((

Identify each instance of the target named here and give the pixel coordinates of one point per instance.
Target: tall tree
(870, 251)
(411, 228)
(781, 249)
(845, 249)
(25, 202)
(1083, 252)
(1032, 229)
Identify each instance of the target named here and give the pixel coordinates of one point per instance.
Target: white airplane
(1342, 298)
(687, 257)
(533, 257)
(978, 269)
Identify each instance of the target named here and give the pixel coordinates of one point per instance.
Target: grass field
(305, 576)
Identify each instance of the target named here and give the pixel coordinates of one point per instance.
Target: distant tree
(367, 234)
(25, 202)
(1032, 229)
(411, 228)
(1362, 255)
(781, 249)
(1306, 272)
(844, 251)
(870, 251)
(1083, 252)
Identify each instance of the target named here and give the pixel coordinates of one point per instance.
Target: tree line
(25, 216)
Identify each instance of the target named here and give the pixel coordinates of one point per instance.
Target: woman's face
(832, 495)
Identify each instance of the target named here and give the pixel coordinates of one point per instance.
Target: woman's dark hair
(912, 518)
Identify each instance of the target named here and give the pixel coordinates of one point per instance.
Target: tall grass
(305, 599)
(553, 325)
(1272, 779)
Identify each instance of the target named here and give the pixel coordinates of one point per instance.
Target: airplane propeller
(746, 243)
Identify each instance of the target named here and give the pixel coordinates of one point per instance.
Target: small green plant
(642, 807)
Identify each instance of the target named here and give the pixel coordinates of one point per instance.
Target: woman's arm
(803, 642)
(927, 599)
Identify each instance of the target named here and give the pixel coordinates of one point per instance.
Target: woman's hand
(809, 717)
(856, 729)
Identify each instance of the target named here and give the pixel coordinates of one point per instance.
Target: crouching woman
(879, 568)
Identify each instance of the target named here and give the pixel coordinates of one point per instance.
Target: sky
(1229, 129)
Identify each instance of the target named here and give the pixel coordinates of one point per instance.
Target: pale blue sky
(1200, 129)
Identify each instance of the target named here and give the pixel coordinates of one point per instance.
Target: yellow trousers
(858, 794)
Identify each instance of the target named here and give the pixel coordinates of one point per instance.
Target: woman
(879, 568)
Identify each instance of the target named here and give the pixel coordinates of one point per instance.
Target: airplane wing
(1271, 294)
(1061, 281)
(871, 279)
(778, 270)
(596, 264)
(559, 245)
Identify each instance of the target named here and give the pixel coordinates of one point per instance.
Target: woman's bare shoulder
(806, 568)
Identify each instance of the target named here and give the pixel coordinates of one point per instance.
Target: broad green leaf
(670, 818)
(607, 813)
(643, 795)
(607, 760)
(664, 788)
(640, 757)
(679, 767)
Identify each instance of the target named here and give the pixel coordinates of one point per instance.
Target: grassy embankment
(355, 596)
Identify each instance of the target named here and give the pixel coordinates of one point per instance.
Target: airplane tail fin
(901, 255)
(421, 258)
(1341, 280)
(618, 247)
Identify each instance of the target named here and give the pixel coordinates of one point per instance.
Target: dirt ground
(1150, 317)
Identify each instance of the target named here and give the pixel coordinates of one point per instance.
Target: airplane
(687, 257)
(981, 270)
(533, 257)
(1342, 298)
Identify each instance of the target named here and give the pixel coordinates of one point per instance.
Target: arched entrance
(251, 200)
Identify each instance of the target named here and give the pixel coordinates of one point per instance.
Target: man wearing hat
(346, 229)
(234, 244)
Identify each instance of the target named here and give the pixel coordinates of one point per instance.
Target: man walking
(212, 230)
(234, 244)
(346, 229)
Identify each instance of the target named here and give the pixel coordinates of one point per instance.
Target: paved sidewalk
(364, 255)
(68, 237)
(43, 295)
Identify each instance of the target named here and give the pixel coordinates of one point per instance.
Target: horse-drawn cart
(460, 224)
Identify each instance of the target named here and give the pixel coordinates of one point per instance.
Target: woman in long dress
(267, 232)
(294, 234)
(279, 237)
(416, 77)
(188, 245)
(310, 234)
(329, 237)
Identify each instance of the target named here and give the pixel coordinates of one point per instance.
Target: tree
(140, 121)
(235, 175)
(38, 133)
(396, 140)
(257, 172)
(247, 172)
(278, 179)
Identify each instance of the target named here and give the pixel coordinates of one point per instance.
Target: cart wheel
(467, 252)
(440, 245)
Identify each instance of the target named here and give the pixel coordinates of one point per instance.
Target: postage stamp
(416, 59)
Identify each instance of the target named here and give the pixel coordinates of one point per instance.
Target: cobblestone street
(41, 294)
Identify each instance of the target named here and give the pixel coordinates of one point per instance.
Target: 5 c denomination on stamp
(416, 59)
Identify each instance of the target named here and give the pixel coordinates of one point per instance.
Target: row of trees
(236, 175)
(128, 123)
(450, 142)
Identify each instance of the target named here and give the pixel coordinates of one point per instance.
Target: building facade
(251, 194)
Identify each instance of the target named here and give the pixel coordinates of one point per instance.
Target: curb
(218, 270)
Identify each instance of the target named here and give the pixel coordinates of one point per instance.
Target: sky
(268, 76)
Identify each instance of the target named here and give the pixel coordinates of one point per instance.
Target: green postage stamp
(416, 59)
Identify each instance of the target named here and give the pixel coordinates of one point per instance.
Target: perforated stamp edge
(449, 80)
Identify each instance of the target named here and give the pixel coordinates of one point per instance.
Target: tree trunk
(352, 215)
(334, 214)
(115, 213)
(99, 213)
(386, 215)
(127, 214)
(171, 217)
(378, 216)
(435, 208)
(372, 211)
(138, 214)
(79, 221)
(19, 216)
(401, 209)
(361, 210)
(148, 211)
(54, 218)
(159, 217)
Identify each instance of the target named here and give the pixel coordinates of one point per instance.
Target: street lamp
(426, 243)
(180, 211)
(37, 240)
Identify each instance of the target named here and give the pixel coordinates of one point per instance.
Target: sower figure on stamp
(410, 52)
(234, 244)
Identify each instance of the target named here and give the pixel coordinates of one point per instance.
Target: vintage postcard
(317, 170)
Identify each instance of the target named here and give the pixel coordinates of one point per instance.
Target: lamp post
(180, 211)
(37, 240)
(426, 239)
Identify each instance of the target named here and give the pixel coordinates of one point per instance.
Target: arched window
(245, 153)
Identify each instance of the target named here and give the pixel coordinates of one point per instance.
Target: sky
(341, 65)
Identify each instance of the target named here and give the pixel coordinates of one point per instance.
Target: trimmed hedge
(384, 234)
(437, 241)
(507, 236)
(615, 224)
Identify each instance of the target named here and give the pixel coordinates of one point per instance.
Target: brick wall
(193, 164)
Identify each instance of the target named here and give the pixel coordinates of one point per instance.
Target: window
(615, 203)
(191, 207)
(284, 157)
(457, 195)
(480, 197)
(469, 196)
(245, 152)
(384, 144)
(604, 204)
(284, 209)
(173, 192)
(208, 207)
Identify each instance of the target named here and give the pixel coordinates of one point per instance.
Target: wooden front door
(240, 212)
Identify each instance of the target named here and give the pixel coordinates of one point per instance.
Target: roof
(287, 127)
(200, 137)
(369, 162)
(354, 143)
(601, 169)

))

Quote the listing in full, please, keeping every line exact.

Answer section =
Identify each instance of the target named here and give the pixel coordinates of one point per instance.
Target: tall tree
(870, 251)
(411, 228)
(781, 249)
(845, 249)
(25, 202)
(1083, 252)
(1032, 229)
Identify each instance of the target named here and give the pixel coordinates of one point per instance.
Target: white airplane
(1342, 298)
(687, 257)
(533, 257)
(978, 269)
Identify each instance of the target named here and give the pixel coordinates of one point per instance.
Target: grass field
(305, 576)
Identify each instance of the target named here and give the pixel coordinates of one point per instance.
Target: distant tree
(367, 234)
(25, 202)
(1032, 229)
(411, 228)
(1362, 255)
(781, 249)
(1306, 272)
(844, 251)
(870, 251)
(1083, 252)
Identify each instance of the target named here and give the pixel coordinates of one point per instance.
Target: tree line
(25, 216)
Identify each instance of the target named here and give the pixel coordinates of one point per instance.
Target: woman's face
(832, 495)
Identify each instance of the target named here and give the pixel coordinates of one point per instance.
Target: woman's dark hair
(912, 518)
Identify each instance of the target named here and give the pixel coordinates of one point per instance.
Target: tall grass
(305, 599)
(553, 325)
(1272, 779)
Identify each instance of the target named here and give the pixel coordinates of one point per instance.
Target: airplane propeller
(746, 243)
Identify each instance of the target named here and give the pixel coordinates of one point per instance.
Target: small green plant
(642, 807)
Identify each instance of the target named here and give the pixel coordinates of one point per instance.
Target: woman's arm
(803, 642)
(927, 599)
Identify each instance of the target named here and give the pixel coordinates of one point per instance.
Target: woman's hand
(809, 717)
(856, 729)
Identify each instance of the target named here and give the pixel coordinates of one point per instance.
Target: crouching woman
(879, 568)
Identify each instance of the target named here and give the pixel coordinates of one point per instance.
Target: sky
(1229, 129)
Identify each instance of the target named here and give the pixel coordinates of one point per instance.
Target: pale blue sky
(1200, 129)
Identify each instance of the target named here and give the pixel coordinates of one point per instance.
Target: yellow trousers
(858, 794)
Identify each instance of the target named here and give the pixel coordinates of one point per instance.
Target: woman
(879, 568)
Identify each instance of the target named here and give the pixel coordinates of one point per instance.
Target: airplane wing
(1271, 294)
(1061, 281)
(871, 279)
(778, 270)
(596, 264)
(559, 245)
Identify each instance of the target named here and give the pixel coordinates of one point per instance.
Target: woman's bare shoulder
(806, 568)
Identify each instance of the target named here and give the pixel coordinates of one point per instance.
Target: broad green leaf
(670, 818)
(607, 813)
(643, 795)
(607, 760)
(664, 788)
(640, 757)
(679, 767)
Identify each instance of the target named here and give the pixel coordinates of one point per instance.
Target: grassy embankment
(355, 596)
Identify each instance of the target named here and give the pixel coordinates of one point per instance.
Target: airplane tail fin
(901, 255)
(421, 258)
(1341, 280)
(618, 247)
Identify each instance of the target named here and give the pixel coordinates of one point per instance.
Target: dirt ground
(1150, 317)
Identify each instance of the target named here and give the pixel coordinates of one point per instance.
Target: airplane
(687, 257)
(981, 270)
(533, 257)
(1342, 298)
Identify each instance of the target named here and give the pixel coordinates of one point per instance.
Target: arched entrance
(251, 200)
Identify each instance of the target named here and give the pixel coordinates of one point per instance.
Target: man wearing hat
(346, 229)
(234, 244)
Identify each instance of the target named here and give the pixel coordinates of one point per instance.
Target: man walking
(212, 230)
(234, 244)
(346, 229)
Identify each instance of the target named here and give the pixel coordinates of one point per instance.
Target: paved sidewalk
(364, 255)
(68, 237)
(43, 295)
Identify each instance of the target named here and give the pixel coordinates of one point per instance.
Target: horse-drawn cart
(460, 224)
Identify each instance of the target named here and give the pixel coordinates of one point per instance.
Target: woman in long dress
(267, 232)
(294, 234)
(279, 237)
(416, 77)
(188, 245)
(310, 234)
(329, 237)
Identify each instance of the target named here and give the pixel coordinates of one point per instance.
Target: tree
(140, 121)
(235, 175)
(38, 133)
(396, 140)
(257, 172)
(247, 172)
(278, 179)
Identify each instance of the target named here and give the pixel coordinates of one point per instance.
Target: cart wheel
(467, 252)
(440, 245)
Identify each instance of the target named here and give the pixel coordinates of one point per instance.
Target: postage stamp
(416, 59)
Identify each instance of the target named here and give the pixel coordinates of one point per instance.
Target: cobblestone street
(41, 294)
Identify each instance of the target named here and give the pixel coordinates of one point per instance.
Target: 5 c denomination on stamp
(416, 59)
Identify each instance of the target named here and give the pixel coordinates of one point per instance.
Target: row of trees
(236, 175)
(128, 123)
(450, 142)
Identify each instance of the target named here and give the pixel coordinates of one point per instance.
Target: building facade
(251, 194)
Identify each instance of the target named here and give the pixel coordinates of one point per instance.
Target: curb
(218, 270)
Identify each instance of the target named here and give the pixel coordinates of one point per instance.
Target: sky
(268, 76)
Identify each instance of the target named here and give the pixel coordinates of one point per instance.
Target: green postage stamp
(416, 59)
Identify each instance of the target named here and give the pixel coordinates of one point per instance.
Target: perforated stamp edge
(449, 80)
Identify each instance of the target named here and give the pixel coordinates of one point per instance.
Target: tree trunk
(352, 215)
(334, 214)
(115, 213)
(99, 213)
(386, 215)
(127, 214)
(171, 217)
(378, 216)
(435, 208)
(372, 211)
(138, 214)
(79, 221)
(19, 216)
(401, 209)
(361, 210)
(148, 211)
(54, 218)
(159, 217)
Identify each instance of the target named here and give the pixel coordinates of one point per instance.
Target: street lamp
(426, 243)
(180, 211)
(37, 240)
Identify each instance of the target named here and give the pixel coordinates of one point per instance.
Target: sower figure on stamp
(410, 52)
(234, 244)
Identify each instance of the target named here and give the pixel coordinates of one point per instance.
Target: vintage postcard
(317, 170)
Identify each instance of the target named here and give the pixel coordinates of one point per instance.
Target: lamp post
(180, 211)
(37, 240)
(426, 239)
Identify each instance of the target named here and give the pixel coordinates of one point per instance.
Target: arched window
(245, 153)
Identify each instance of the target named here and give the pixel coordinates of one point per instance.
Target: sky
(341, 65)
Identify each instance of the target named here and give the pixel coordinates of one point per instance.
Target: trimmed hedge
(384, 234)
(437, 241)
(507, 236)
(615, 224)
Identify each instance of the target named here and give the pixel coordinates of one point per instance.
Target: brick wall
(193, 164)
Identify each instance of the target named here and give the pixel coordinates of one point per instance.
Target: window
(615, 203)
(191, 207)
(284, 157)
(457, 195)
(480, 197)
(469, 196)
(245, 152)
(384, 144)
(604, 204)
(284, 209)
(173, 192)
(208, 207)
Identify each instance of the target named here and give the pixel coordinates of one point per instance.
Target: wooden front door
(240, 212)
Identify each instance of the target named here and give the pixel coordinates of one point per instance.
Target: roof
(287, 127)
(200, 137)
(369, 162)
(354, 143)
(601, 169)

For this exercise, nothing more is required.